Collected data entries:
^^^^^^^^^^^^^^^^

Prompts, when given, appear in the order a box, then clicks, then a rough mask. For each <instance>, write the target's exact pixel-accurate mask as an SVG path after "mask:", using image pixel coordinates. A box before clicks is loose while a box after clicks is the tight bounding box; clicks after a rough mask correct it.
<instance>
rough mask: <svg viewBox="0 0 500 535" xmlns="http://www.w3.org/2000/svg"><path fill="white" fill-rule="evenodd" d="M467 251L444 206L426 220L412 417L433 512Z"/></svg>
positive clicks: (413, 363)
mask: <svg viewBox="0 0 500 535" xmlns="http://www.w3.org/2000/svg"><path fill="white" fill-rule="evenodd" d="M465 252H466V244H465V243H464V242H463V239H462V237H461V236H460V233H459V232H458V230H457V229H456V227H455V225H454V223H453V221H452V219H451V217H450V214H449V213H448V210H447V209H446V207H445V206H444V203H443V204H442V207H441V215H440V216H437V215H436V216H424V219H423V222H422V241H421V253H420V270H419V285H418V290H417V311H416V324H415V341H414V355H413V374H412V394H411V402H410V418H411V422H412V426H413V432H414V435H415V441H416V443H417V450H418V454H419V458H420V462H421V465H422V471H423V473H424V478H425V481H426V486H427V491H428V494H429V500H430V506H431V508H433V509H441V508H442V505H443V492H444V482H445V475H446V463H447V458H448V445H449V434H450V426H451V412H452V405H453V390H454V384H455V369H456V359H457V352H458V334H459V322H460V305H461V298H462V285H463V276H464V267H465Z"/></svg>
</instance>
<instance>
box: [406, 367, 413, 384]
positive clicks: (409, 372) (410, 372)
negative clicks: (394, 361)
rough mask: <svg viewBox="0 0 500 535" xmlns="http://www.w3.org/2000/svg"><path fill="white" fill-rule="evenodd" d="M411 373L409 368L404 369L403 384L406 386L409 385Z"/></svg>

^^^^^^^^^^^^^^^^

- **EXERCISE DIRECTIONS**
Every record above is to be transcribed exactly as written.

- **SOLUTION BELOW**
Prompts, when given, appear in the order a box, then clicks, then a rough mask. For each <instance>, write the target's exact pixel-accurate mask as an SVG path after "mask:", using image pixel coordinates. A box before clicks is loose while a box after clicks is the tight bounding box; clicks after a rough mask correct it.
<instance>
rough mask: <svg viewBox="0 0 500 535" xmlns="http://www.w3.org/2000/svg"><path fill="white" fill-rule="evenodd" d="M467 251L444 206L426 220L412 417L433 512Z"/></svg>
positive clicks: (413, 363)
mask: <svg viewBox="0 0 500 535" xmlns="http://www.w3.org/2000/svg"><path fill="white" fill-rule="evenodd" d="M465 252H466V244H465V243H464V242H463V239H462V237H461V236H460V233H459V232H458V230H457V229H456V227H455V225H454V223H453V221H452V219H451V217H450V214H449V213H448V210H447V209H446V207H445V206H444V203H443V204H442V207H441V215H440V216H437V215H436V216H424V219H423V222H422V241H421V253H420V270H419V285H418V290H417V311H416V324H415V341H414V355H413V374H412V394H411V402H410V418H411V422H412V426H413V432H414V435H415V441H416V443H417V450H418V454H419V458H420V462H421V465H422V471H423V473H424V478H425V481H426V486H427V491H428V494H429V500H430V506H431V508H433V509H441V508H442V505H443V492H444V482H445V475H446V463H447V458H448V445H449V434H450V426H451V412H452V405H453V390H454V384H455V369H456V359H457V352H458V334H459V322H460V305H461V298H462V285H463V276H464V267H465Z"/></svg>
</instance>
<instance>
box: [406, 367, 413, 384]
positive clicks: (409, 372) (410, 372)
negative clicks: (394, 361)
rough mask: <svg viewBox="0 0 500 535" xmlns="http://www.w3.org/2000/svg"><path fill="white" fill-rule="evenodd" d="M411 373L409 368L404 369L403 384L406 386L409 385Z"/></svg>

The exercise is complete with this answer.